TASK OBJECTIVE: In the records below, update the lines starting at the one containing "In the photo above, where can the steering" and ending at the one containing "pixel 428 442" by replacing "Indicate" with "Mark" and leaving all else unchanged. Return only those lines.
[Begin EXCERPTED RECORDS]
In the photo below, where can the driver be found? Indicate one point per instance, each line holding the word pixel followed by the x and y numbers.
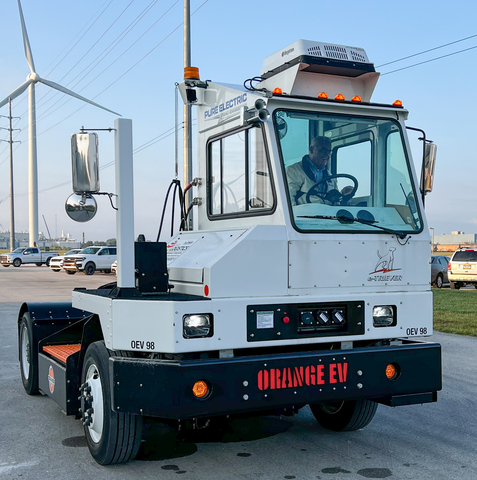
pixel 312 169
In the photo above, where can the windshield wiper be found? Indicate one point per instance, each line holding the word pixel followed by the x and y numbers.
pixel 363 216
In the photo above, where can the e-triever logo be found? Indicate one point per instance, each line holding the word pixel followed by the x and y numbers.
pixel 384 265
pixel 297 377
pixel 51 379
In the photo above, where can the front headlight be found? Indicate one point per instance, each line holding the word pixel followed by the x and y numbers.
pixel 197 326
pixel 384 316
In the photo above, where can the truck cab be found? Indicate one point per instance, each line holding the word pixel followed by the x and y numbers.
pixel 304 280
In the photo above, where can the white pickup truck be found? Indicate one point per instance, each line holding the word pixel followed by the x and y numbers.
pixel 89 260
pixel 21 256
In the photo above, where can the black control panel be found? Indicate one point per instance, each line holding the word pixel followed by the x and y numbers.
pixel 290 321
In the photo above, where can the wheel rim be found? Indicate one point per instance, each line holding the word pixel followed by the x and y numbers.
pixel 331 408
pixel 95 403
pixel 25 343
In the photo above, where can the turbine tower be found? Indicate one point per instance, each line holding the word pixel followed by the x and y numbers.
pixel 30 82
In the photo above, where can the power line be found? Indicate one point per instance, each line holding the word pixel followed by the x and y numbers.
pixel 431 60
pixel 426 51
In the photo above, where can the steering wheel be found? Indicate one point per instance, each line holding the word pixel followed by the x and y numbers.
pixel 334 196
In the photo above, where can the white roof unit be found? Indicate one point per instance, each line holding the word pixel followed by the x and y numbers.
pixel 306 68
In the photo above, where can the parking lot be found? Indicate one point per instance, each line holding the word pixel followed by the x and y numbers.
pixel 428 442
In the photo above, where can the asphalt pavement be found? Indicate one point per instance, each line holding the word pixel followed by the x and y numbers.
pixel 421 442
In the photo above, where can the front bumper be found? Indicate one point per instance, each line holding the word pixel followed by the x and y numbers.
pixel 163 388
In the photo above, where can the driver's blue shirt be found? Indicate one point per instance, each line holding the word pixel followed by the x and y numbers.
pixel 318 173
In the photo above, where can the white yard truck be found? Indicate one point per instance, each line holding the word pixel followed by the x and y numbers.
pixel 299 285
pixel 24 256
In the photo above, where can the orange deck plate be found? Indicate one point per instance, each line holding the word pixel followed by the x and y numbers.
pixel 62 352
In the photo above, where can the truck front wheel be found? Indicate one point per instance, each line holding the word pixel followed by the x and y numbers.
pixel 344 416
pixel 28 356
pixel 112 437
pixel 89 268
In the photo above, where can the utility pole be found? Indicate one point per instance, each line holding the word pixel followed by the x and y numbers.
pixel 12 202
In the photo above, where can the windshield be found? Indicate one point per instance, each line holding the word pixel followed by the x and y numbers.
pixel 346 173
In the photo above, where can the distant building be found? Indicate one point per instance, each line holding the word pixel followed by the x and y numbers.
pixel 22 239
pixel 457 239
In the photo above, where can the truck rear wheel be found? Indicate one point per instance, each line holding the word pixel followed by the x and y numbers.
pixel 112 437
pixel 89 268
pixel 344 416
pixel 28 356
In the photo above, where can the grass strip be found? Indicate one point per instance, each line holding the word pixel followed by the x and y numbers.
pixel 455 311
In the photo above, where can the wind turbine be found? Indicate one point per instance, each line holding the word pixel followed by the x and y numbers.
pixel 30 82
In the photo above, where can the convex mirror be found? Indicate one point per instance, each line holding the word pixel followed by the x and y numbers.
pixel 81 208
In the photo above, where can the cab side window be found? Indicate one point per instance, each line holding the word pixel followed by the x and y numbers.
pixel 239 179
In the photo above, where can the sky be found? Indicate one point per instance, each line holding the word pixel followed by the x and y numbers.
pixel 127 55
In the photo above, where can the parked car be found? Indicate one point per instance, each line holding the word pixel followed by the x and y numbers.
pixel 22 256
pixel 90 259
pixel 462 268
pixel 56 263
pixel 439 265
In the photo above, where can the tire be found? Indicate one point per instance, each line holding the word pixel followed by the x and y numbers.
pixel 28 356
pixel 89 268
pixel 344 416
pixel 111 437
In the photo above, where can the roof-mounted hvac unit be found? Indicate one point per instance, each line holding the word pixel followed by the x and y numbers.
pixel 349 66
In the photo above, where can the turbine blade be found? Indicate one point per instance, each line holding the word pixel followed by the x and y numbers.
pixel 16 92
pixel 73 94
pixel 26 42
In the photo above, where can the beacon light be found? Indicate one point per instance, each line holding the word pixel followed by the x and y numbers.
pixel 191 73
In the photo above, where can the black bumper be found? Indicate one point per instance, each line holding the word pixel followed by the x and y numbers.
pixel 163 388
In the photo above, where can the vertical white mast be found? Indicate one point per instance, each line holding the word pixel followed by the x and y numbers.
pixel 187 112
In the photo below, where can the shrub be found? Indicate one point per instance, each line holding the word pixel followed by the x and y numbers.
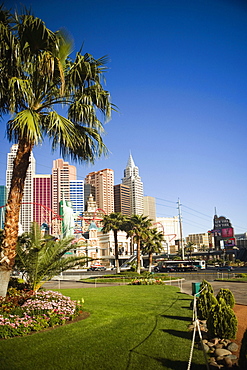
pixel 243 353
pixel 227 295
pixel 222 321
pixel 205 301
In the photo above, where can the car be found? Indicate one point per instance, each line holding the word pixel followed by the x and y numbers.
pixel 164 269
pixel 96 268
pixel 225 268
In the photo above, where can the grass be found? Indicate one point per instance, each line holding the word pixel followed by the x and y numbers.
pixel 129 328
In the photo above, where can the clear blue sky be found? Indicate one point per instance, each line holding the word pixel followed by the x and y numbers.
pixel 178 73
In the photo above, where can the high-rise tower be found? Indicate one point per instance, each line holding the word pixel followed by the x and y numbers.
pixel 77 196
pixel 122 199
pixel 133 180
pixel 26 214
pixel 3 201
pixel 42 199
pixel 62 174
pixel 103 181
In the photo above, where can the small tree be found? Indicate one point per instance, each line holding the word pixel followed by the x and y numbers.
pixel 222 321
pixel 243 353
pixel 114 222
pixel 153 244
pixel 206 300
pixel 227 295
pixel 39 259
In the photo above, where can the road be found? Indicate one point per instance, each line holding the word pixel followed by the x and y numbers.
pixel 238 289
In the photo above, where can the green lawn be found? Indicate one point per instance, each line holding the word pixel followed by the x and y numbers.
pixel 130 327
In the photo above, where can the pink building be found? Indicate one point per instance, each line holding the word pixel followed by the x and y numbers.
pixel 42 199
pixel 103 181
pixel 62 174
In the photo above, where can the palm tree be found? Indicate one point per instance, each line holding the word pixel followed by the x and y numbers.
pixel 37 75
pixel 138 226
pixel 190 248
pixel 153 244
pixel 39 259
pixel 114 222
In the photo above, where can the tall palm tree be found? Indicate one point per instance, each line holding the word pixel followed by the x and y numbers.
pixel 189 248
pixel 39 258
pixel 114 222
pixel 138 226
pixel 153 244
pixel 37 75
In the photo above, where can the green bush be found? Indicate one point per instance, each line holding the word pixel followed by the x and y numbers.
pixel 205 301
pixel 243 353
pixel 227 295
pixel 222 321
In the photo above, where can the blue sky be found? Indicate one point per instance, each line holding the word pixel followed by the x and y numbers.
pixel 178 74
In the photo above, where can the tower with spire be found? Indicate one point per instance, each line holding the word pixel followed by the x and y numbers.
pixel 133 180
[End EXCERPTED RECORDS]
SOLUTION FOR THIS EXERCISE:
In the photo above, where can the steering wheel be found? Mark one point per instance, each line holding the word pixel followed by the x and y numbers.
pixel 334 196
In the photo above, where can the white roof unit be found? Mark one point per instance, each line holding the word pixel followed by the x and y numbers.
pixel 306 68
In the photo above, where can the parking lot be found? Mark one point per instance, each line holding the word pixel followed by the x and y numbers.
pixel 428 442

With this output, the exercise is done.